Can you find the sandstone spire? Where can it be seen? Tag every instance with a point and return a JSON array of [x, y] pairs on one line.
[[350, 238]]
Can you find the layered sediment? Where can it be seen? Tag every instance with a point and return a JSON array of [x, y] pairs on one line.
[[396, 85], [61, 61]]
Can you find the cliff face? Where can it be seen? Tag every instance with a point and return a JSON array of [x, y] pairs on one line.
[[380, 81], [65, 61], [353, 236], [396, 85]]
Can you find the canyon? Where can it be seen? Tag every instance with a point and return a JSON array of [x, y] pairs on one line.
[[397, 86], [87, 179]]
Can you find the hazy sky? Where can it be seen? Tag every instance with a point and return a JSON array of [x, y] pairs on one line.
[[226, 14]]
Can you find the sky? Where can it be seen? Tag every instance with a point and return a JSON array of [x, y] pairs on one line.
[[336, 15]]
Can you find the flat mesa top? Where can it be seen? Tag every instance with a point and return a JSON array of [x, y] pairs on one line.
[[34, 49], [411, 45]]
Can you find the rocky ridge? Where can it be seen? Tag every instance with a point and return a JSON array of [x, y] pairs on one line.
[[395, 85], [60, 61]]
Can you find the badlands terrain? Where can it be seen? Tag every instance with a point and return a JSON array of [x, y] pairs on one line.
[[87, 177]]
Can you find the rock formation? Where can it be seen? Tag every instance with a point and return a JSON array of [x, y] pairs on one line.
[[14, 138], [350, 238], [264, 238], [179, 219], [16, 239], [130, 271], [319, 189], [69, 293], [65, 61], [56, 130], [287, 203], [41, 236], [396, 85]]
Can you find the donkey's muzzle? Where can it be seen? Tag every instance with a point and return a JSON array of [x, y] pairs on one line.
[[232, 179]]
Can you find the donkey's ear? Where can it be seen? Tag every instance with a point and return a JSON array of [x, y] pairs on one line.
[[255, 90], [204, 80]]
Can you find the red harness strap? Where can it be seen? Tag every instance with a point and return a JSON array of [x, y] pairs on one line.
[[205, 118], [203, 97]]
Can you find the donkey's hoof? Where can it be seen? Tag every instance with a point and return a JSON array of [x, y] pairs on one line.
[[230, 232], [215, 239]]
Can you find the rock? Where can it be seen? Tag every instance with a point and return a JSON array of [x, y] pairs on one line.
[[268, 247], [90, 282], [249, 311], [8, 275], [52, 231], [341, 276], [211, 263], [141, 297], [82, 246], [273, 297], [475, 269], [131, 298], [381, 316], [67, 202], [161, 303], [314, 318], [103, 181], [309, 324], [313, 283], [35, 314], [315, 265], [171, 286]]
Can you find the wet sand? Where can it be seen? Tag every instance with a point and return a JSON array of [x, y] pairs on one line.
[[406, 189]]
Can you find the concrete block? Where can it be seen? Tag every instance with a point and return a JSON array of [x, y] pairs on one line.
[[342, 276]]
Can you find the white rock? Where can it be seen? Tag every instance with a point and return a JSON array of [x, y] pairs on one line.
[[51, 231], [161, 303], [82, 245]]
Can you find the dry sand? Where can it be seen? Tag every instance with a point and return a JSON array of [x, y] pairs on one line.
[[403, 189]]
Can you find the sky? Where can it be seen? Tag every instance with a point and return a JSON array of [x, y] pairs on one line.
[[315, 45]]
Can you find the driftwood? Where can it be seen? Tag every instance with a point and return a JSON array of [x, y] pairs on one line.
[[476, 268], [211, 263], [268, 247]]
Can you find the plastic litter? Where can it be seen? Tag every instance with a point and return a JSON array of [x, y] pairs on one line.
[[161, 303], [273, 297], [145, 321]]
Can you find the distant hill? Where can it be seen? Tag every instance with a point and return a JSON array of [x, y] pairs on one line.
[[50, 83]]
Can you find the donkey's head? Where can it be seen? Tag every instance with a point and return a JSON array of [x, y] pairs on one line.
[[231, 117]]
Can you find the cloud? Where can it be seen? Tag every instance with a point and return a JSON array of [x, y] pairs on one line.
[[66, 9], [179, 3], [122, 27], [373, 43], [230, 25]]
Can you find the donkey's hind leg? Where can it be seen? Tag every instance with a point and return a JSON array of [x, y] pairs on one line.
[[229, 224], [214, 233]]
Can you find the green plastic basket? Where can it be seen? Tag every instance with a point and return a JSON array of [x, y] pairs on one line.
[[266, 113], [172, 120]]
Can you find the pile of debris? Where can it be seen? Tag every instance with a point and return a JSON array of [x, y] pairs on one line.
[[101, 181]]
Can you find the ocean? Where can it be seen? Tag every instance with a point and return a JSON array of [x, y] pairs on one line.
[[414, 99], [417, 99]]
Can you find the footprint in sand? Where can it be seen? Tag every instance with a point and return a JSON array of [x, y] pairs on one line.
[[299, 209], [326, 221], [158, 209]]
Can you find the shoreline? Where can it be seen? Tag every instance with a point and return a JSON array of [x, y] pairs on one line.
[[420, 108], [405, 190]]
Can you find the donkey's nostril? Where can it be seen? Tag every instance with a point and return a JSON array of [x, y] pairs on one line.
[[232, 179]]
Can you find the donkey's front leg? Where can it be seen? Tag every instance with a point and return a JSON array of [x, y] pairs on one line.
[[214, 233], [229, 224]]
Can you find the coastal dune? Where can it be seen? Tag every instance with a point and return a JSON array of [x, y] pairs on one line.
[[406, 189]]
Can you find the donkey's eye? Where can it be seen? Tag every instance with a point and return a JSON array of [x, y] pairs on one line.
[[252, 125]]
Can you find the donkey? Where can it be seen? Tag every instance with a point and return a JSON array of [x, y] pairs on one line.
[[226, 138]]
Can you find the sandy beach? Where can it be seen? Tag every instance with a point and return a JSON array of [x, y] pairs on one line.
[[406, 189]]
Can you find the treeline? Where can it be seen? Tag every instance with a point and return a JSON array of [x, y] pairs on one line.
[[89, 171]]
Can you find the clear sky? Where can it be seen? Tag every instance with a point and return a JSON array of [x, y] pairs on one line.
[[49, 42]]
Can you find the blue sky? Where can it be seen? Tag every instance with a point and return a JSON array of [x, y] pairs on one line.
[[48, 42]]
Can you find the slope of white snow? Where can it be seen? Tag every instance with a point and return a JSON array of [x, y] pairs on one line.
· · ·
_TASK DETAILS:_
Convert the records from the line with "Can you find the donkey's hoof?" to the line with "[[161, 303], [273, 297], [145, 321]]", both ends included, into a two-column CSV headed record_text and record_answer, with one row per record. Enclose every field in double quotes and replace any line breaks inside a field with spaces.

_REPLY:_
record_text,record_answer
"Can you find the donkey's hoof? Where can it be seen? Tag every instance with a point and return a JSON array of [x, y] pairs on one line.","[[230, 232], [215, 239]]"
"Can you find the rock? Where can it be seen? Tag every instance with a point and return a JSON array of [x, y] pairs on one line.","[[268, 247], [90, 282], [249, 311], [8, 275], [52, 231], [341, 276], [211, 263], [141, 297], [82, 246], [273, 297], [475, 269], [131, 298], [381, 316], [67, 202], [161, 303], [314, 318], [103, 181], [309, 324], [313, 283], [35, 314], [315, 265], [171, 286]]"
"Can you find the wet sand? Where can it be seen? Tag every instance with a point and return a JSON array of [x, y] pairs on one line.","[[406, 189]]"
"Can you find the concrete block? Where can it be seen? Tag every instance with a point and return a JSON array of [x, y] pairs on one line.","[[342, 276]]"
"Can you find the white rock? Where can it be seen? Tag every instance with a point and return a JSON array of [x, y] pairs on one line.","[[51, 231], [161, 303], [82, 245]]"
"Can you find the dry sand? Where can it be seen? Tag every instance with a point and return a JSON array of [x, y] pairs on one line.","[[403, 189]]"
"Can you find the sky? Where can it be seen? Tag every instance with a point and return a JSON array of [x, y] pairs on one line.","[[315, 45]]"
"Can you find the driftwood? Where can it be seen? Tag every instance with a point and return a JSON array of [x, y] pairs on one line.","[[476, 268], [211, 263], [268, 247]]"
"Can you find the plastic litter? Where can it be seen? Tag every instance with a point and return a JSON array of [x, y] pairs on one line.","[[161, 303], [273, 297], [145, 321]]"